It could be easy to see Grizzly Bear’s Friend EP on the rack at your favorite record store and dismiss it as a hold-over release. Looking at the track list, full of songs that have appeared on previous releases, along with not one but two bands covering “Knife”, it would seem logical to conclude that this is nothing more than a well-timed filler EP to keep people sated until the next Grizzly Bear full-length. I mean, despite the parentheticals tacked onto the song titles, such as “Alligator (Choir Version)”, can these versions really be that different from their originals?
Well, yes. In fact, if this is a holdover release, it might be the best one in recent memory. The Friend EP shows that Grizzly Bear has gone through some changes since last year’s Yellow House that are just as radical as the changes made when they expanded into a full band after Horn of Plenty. The first four songs on this generous EP were recorded last august in a church, and the change in venue for recording makes these songs sound drastically different from their previous forms.
Yellow House was an album full of the silence and stillness and creaks of its title location, where the album was recorded. Those songs expand in quiet, lonesome ways, down dark halls and into dusty rooms. But the version of “Little Brother” found on the Friend EP seems to be very much aware of its new digs. Recording the song in a church, the band seems to go for a sound that is, well, religion-big. And they succeed. The finger-plucked acoustic guitars, so prevalent on Yellow House, are subbed-out for big, beefy electric guitars full of expansive echo. The drums drive everything forward, and while the song stays restrained much of the time, that restraint doesn’t last. The song builds to an arena-size crescendo. And what makes it so effective is the fact that the pounding drums and churning guitars are still soaked in the band’s beautiful vocal harmonies.

> Records

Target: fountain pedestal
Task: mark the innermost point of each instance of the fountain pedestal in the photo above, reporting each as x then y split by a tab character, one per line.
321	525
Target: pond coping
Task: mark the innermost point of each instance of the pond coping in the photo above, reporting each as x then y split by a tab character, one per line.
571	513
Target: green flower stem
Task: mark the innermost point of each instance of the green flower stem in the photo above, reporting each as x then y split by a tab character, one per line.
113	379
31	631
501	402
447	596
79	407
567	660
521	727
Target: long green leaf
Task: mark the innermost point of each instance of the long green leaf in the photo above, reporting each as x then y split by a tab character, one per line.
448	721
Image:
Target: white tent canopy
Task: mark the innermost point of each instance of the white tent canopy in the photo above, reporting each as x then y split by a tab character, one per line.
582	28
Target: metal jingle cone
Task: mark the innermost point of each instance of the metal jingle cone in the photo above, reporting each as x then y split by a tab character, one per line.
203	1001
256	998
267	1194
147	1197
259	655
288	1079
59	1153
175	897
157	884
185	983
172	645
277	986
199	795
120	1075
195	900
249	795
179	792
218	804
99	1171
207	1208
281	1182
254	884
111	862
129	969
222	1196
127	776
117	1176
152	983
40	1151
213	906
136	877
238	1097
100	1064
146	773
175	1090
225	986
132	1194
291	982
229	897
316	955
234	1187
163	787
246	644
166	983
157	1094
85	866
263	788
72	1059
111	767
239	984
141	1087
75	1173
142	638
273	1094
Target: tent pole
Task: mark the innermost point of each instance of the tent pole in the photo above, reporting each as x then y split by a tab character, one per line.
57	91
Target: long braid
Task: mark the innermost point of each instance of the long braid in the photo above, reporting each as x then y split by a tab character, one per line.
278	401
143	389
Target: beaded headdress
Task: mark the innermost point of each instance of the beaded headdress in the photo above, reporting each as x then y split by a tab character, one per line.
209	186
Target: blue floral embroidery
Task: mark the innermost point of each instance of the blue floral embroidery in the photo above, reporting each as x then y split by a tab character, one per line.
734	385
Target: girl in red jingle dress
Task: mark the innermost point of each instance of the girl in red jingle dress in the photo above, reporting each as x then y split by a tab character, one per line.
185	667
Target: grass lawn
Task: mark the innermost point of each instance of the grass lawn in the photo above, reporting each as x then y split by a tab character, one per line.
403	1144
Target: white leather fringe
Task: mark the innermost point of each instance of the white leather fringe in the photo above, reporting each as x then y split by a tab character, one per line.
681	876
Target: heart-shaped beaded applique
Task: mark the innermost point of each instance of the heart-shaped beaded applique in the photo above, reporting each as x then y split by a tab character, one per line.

> Given task 1
Translate this sentence from the review of Grizzly Bear's Friend EP into Spanish: "The song builds to an arena-size crescendo."
> Given task 2
Summarize the review of Grizzly Bear's Friend EP in two sentences.

> Written solution 1
La canción crece hasta un crescendo del tamaño de un estadio.

> Written solution 2
The Friend EP's track list of previously released songs and two bands covering "Knife" might suggest a filler release, but it may be the best holdover release in recent memory, showing changes since Yellow House as radical as the band's expansion into a full band after Horn of Plenty. Its first four songs were recorded in a church, and the new "Little Brother" replaces the finger-plucked acoustic guitars prevalent on Yellow House with echoing electric guitars and driving drums, building to an arena-size crescendo still soaked in the band's vocal harmonies.